- _Task to complete_
Find each line in the entries below that contains the word "tank" and copy it out.

- _Provided data_

*-*-*

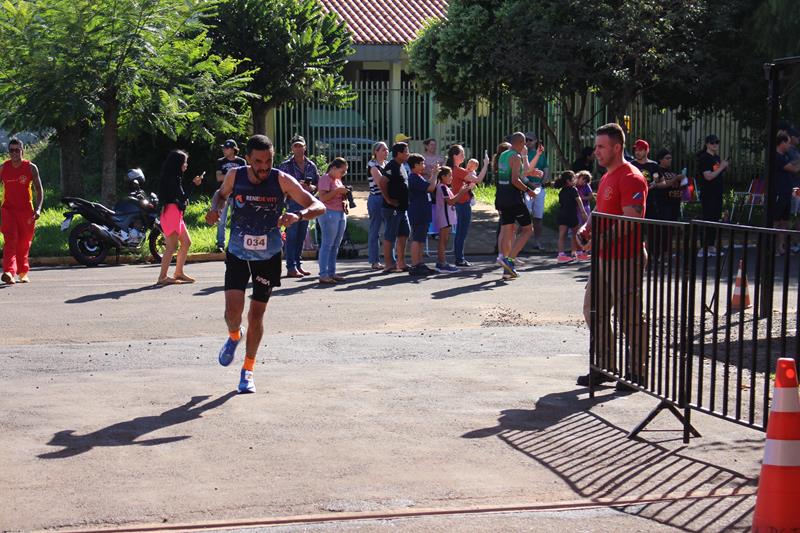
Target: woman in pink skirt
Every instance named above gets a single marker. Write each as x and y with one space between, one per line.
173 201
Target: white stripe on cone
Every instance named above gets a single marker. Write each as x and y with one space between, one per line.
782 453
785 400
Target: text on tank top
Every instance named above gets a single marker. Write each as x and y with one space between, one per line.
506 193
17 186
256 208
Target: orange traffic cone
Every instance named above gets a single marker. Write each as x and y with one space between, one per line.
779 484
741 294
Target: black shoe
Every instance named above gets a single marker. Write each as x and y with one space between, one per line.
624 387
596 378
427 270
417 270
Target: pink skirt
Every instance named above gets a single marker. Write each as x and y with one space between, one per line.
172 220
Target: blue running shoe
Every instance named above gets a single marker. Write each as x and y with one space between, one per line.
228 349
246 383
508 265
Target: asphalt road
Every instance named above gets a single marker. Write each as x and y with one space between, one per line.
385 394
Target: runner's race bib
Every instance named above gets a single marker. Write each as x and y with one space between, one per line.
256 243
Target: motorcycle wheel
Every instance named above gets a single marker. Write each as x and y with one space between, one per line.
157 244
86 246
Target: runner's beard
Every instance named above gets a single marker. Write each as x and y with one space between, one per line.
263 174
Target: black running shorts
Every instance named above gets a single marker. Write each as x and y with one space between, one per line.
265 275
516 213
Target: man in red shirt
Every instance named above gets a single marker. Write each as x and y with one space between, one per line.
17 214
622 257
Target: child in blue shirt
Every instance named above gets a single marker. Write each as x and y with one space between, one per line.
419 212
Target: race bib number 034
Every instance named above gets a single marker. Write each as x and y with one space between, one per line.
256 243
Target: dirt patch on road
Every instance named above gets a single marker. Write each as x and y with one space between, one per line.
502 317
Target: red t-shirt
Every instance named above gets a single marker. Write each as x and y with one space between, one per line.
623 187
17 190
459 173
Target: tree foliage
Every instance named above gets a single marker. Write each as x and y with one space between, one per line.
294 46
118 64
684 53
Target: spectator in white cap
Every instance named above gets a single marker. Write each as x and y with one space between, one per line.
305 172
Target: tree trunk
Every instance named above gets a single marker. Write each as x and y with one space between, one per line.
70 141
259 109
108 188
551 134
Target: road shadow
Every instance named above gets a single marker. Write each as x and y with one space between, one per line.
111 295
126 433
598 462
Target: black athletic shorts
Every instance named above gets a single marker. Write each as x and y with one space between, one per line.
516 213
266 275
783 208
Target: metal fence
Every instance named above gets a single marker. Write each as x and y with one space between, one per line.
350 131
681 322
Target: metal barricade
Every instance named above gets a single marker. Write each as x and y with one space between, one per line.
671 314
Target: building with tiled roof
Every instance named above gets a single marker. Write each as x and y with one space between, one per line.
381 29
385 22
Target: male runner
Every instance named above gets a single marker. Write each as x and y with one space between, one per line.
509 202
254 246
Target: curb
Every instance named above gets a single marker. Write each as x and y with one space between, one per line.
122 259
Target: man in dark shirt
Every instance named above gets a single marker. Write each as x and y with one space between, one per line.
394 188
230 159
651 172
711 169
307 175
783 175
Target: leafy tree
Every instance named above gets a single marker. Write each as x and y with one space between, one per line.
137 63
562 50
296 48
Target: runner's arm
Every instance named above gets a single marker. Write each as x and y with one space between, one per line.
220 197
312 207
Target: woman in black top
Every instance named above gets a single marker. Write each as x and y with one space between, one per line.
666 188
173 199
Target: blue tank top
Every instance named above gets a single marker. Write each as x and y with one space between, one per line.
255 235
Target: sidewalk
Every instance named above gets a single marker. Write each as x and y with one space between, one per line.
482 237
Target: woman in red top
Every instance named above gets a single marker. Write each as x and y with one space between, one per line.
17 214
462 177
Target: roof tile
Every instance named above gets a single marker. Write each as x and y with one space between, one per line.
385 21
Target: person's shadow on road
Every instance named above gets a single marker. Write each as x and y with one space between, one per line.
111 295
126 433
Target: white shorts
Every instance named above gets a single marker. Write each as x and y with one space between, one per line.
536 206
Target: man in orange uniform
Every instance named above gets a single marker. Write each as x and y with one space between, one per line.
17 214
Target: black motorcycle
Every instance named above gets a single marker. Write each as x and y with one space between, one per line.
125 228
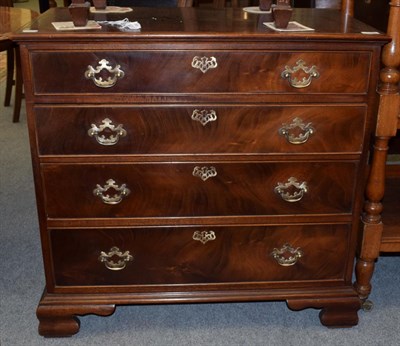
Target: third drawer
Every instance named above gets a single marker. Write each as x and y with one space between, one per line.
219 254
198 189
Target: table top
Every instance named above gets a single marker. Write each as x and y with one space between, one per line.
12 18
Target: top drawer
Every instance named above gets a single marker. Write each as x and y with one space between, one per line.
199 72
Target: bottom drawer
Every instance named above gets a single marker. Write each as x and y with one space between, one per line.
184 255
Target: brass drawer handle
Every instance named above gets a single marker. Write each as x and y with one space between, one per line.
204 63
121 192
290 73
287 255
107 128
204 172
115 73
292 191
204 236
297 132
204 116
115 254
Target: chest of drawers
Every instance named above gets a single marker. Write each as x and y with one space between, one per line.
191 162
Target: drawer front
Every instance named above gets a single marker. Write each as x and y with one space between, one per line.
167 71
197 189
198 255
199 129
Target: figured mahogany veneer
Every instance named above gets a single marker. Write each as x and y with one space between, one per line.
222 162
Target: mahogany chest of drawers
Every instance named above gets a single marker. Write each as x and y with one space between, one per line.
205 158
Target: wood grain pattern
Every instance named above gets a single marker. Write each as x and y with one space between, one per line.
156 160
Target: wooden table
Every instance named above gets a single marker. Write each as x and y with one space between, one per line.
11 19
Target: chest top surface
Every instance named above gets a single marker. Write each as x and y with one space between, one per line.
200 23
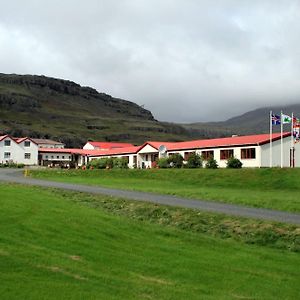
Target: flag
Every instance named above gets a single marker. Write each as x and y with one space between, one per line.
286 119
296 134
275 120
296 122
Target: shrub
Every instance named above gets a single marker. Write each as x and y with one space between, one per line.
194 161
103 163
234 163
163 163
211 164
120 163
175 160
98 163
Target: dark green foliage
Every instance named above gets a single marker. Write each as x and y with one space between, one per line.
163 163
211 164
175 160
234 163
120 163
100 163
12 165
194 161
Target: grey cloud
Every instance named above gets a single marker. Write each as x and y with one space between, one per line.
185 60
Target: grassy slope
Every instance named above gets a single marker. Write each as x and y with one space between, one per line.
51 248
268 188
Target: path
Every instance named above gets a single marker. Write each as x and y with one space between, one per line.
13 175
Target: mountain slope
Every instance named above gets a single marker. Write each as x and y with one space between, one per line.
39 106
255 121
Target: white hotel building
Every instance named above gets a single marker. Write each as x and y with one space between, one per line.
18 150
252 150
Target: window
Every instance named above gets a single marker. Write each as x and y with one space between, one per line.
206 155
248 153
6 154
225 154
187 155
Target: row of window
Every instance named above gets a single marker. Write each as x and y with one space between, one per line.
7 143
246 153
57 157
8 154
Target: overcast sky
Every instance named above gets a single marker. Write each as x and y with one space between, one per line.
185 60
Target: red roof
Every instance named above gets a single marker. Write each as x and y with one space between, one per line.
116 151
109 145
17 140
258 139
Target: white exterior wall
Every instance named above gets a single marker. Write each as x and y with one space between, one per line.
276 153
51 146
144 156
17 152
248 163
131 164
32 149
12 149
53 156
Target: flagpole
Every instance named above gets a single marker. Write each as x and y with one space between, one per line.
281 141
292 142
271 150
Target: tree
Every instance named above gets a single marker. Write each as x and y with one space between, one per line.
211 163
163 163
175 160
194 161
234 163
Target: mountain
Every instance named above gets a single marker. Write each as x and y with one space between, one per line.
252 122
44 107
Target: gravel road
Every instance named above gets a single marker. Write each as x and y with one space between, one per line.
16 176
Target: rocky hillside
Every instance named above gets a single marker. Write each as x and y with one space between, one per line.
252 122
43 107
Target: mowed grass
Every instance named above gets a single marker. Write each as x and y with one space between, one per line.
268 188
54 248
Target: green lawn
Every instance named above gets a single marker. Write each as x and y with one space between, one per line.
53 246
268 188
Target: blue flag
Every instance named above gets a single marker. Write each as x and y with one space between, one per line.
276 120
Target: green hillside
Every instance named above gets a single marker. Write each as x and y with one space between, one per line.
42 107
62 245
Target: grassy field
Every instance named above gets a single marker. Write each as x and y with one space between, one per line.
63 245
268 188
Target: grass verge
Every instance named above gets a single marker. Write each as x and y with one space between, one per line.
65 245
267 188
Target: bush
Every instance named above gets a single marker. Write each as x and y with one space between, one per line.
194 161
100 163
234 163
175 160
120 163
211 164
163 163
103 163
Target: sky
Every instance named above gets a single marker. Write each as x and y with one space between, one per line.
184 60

*-*-*

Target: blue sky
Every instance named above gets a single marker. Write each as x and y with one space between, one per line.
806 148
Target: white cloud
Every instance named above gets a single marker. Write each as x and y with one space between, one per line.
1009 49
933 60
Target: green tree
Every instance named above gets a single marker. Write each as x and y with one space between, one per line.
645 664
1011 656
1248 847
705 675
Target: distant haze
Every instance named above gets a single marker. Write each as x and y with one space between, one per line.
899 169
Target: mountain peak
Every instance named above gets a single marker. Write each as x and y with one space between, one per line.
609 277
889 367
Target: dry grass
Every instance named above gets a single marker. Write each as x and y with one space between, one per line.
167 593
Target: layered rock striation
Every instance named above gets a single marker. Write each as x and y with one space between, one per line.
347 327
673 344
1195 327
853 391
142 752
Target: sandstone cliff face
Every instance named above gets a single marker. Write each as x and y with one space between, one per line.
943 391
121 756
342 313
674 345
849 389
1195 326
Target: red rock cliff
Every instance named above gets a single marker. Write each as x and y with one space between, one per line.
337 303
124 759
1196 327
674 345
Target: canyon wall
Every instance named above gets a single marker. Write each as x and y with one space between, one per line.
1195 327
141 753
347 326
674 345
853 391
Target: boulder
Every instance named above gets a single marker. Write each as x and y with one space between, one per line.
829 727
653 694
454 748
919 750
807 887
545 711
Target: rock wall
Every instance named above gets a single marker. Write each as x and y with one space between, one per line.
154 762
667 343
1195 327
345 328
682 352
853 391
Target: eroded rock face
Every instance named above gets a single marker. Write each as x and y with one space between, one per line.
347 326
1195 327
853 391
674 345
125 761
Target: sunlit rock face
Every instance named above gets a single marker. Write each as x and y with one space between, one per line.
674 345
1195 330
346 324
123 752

*-*-*

- _Written response_
Target: text on tank top
Target: blue tank top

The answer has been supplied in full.